▸ Data to process
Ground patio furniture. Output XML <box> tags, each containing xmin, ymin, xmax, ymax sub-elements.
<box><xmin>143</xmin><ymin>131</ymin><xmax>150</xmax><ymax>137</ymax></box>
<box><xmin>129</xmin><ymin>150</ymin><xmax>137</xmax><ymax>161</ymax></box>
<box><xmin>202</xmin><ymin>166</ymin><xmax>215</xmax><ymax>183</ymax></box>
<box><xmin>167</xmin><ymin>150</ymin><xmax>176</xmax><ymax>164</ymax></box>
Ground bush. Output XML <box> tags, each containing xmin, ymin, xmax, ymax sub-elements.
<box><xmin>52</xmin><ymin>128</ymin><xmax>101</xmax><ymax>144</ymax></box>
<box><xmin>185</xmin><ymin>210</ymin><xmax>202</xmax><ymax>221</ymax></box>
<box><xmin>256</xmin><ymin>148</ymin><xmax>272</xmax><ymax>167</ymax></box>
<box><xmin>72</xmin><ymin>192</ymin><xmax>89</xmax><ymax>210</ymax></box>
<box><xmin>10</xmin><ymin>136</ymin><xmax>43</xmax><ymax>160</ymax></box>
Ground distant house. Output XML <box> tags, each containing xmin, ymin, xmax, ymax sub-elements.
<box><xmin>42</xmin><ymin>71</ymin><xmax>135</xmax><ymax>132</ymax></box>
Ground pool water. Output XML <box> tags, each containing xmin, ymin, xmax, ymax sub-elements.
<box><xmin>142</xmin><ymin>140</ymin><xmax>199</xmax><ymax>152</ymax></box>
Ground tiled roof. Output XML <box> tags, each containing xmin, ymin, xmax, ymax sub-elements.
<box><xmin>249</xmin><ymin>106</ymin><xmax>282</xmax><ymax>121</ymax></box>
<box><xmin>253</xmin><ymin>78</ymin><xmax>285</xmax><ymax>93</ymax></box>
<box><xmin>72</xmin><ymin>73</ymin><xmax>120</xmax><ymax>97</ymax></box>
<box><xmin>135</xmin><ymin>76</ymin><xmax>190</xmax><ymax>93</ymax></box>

--

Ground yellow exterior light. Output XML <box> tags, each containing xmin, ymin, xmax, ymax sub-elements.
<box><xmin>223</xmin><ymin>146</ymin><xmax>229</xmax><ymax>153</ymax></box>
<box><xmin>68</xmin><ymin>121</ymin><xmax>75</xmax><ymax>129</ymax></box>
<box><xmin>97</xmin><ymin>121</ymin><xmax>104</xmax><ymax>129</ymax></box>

...

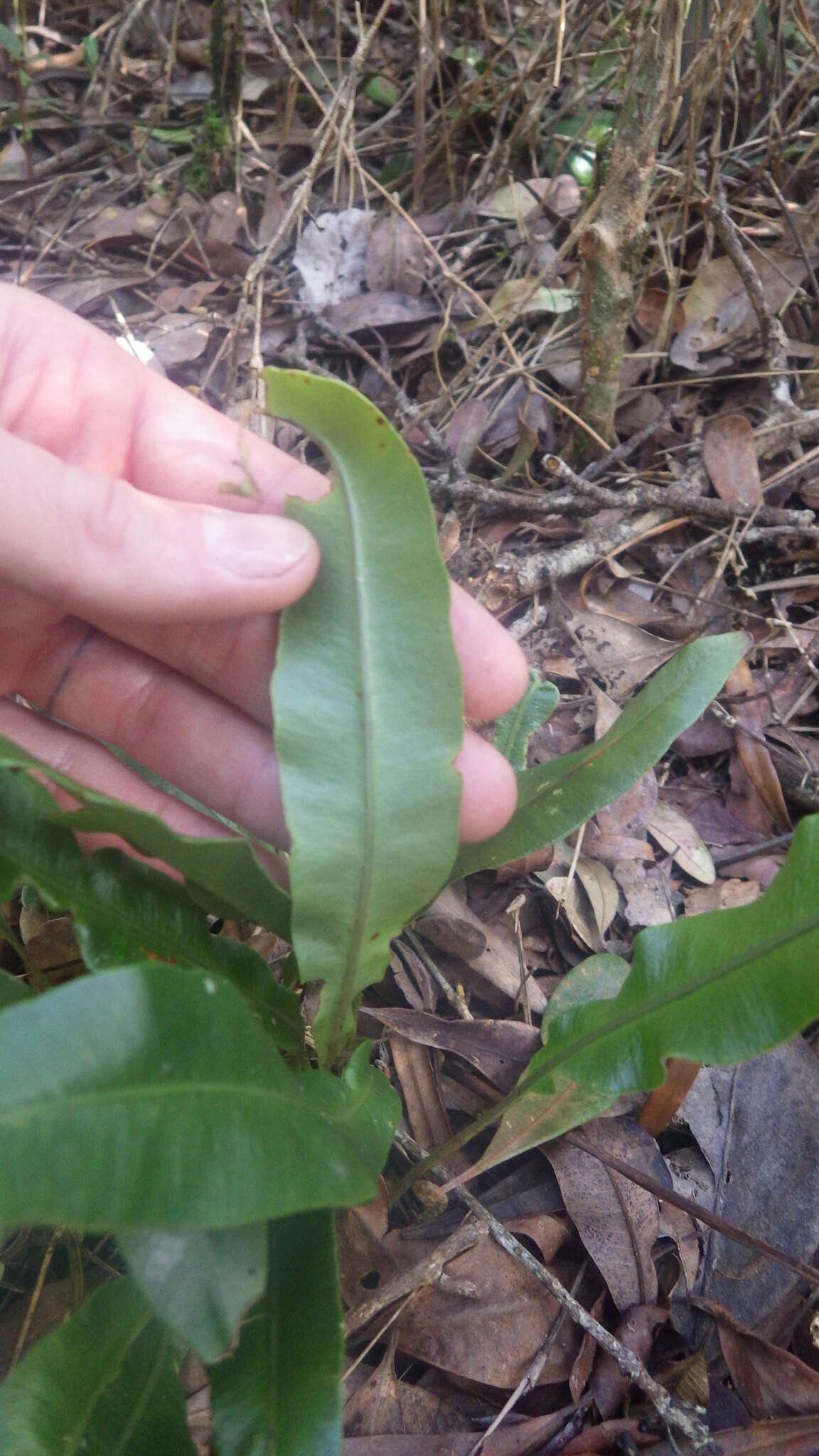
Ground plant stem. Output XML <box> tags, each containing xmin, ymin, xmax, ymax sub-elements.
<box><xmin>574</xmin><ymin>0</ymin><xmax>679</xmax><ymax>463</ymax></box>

▸ The task
List each line above that contains the string "tags".

▸ Solved exercise
Ground patio furniture. Output XML <box> tags, each containing xmin, ymin, xmax, ymax sub-elements.
Ground bush. Output XML <box> tags, each containing xmin, ymin, xmax, ymax sub-elements.
Ground distant house. Output XML <box> tags, each containing xmin, ymin, xmax, ymax sub-elements.
Ground pool water. Output XML <box> tags, each containing xmin, ymin, xmax, ymax sub-elements.
Ground tiled roof. Output XML <box> tags, each containing xmin, ymin, xmax, ymax sub-elements.
Ground yellow exterior light. Output XML <box> tags, each containing xmin, ymin, xmax, ymax sub-elements.
Ground plant stem. Output XML <box> tags, each containing xmin, ymin, xmax, ymax sub-elements.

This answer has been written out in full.